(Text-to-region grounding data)
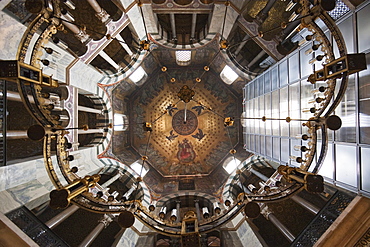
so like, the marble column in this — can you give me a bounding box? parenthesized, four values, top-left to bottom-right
(286, 0, 298, 11)
(78, 128, 105, 135)
(239, 180, 249, 193)
(209, 2, 239, 40)
(249, 167, 269, 182)
(247, 50, 266, 68)
(62, 0, 75, 10)
(268, 213, 295, 242)
(101, 171, 123, 188)
(78, 214, 112, 247)
(63, 22, 89, 43)
(86, 0, 110, 23)
(115, 34, 134, 56)
(176, 201, 181, 223)
(278, 19, 301, 41)
(99, 50, 121, 70)
(6, 91, 52, 105)
(170, 13, 176, 40)
(194, 200, 201, 222)
(234, 34, 250, 55)
(78, 105, 102, 115)
(262, 207, 295, 242)
(291, 195, 320, 214)
(5, 130, 28, 139)
(122, 185, 136, 201)
(7, 91, 30, 103)
(61, 10, 89, 43)
(45, 205, 79, 229)
(190, 13, 197, 40)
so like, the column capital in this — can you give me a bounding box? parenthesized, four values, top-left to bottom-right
(99, 214, 113, 228)
(260, 205, 272, 220)
(75, 28, 90, 43)
(95, 9, 111, 24)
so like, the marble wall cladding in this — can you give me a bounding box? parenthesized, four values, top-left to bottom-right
(0, 11, 26, 60)
(0, 157, 46, 192)
(237, 221, 263, 247)
(6, 161, 38, 188)
(0, 178, 52, 214)
(209, 4, 225, 35)
(0, 190, 22, 214)
(0, 147, 102, 214)
(119, 0, 135, 9)
(0, 5, 75, 82)
(0, 155, 57, 214)
(35, 171, 55, 192)
(232, 213, 245, 226)
(0, 0, 12, 11)
(114, 228, 139, 247)
(133, 218, 146, 233)
(0, 147, 105, 214)
(135, 235, 155, 247)
(220, 212, 262, 247)
(142, 4, 158, 34)
(0, 167, 7, 192)
(231, 0, 245, 9)
(222, 231, 244, 247)
(126, 6, 146, 40)
(69, 60, 104, 94)
(24, 193, 50, 212)
(0, 180, 53, 213)
(224, 5, 240, 39)
(7, 179, 50, 207)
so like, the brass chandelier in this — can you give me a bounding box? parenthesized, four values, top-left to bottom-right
(2, 0, 366, 238)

Problem: Since the copy must contain no pictures, return only the text of the records, exactly as it stands.

Task response:
so like, the marble column in this — can you give me a bounding box? parenthesized, four values, top-left to bottom-right
(286, 0, 298, 11)
(78, 128, 105, 135)
(239, 180, 249, 193)
(209, 2, 239, 40)
(249, 167, 269, 182)
(247, 50, 266, 68)
(62, 0, 75, 10)
(268, 213, 295, 242)
(101, 171, 123, 188)
(78, 214, 112, 247)
(63, 22, 89, 43)
(86, 0, 110, 23)
(115, 34, 134, 56)
(176, 201, 181, 223)
(278, 19, 301, 41)
(99, 50, 121, 70)
(6, 91, 52, 105)
(170, 13, 176, 40)
(194, 200, 201, 222)
(234, 34, 250, 55)
(78, 105, 102, 115)
(262, 207, 295, 242)
(291, 195, 320, 214)
(5, 130, 28, 139)
(122, 185, 136, 201)
(7, 91, 30, 103)
(61, 10, 89, 43)
(45, 205, 79, 229)
(190, 13, 197, 40)
so like, the column capital in this — can you give me a bounding box? parenthesized, four values, top-left to bottom-right
(99, 214, 113, 228)
(260, 205, 272, 220)
(75, 28, 90, 43)
(95, 9, 111, 24)
so like, the marble wall cladding in this — can you give me a bounding box? parenthesized, four values, top-left to bottom-right
(0, 11, 26, 60)
(0, 157, 46, 192)
(237, 221, 263, 247)
(6, 161, 38, 188)
(0, 178, 52, 214)
(209, 4, 225, 35)
(0, 190, 22, 214)
(0, 147, 102, 214)
(119, 0, 135, 9)
(0, 5, 75, 82)
(0, 155, 57, 214)
(35, 171, 55, 192)
(232, 213, 245, 226)
(0, 0, 12, 11)
(114, 228, 139, 247)
(133, 218, 146, 233)
(0, 147, 105, 214)
(135, 235, 155, 247)
(220, 212, 262, 247)
(142, 4, 158, 34)
(0, 167, 7, 192)
(231, 0, 245, 9)
(222, 231, 244, 247)
(126, 6, 146, 40)
(69, 60, 104, 94)
(24, 193, 50, 212)
(0, 180, 53, 213)
(224, 5, 240, 39)
(7, 179, 50, 207)
so like, the brass chandelier in this — can you give me a bounding box? parenthesized, four values, top-left to bottom-right
(2, 0, 366, 238)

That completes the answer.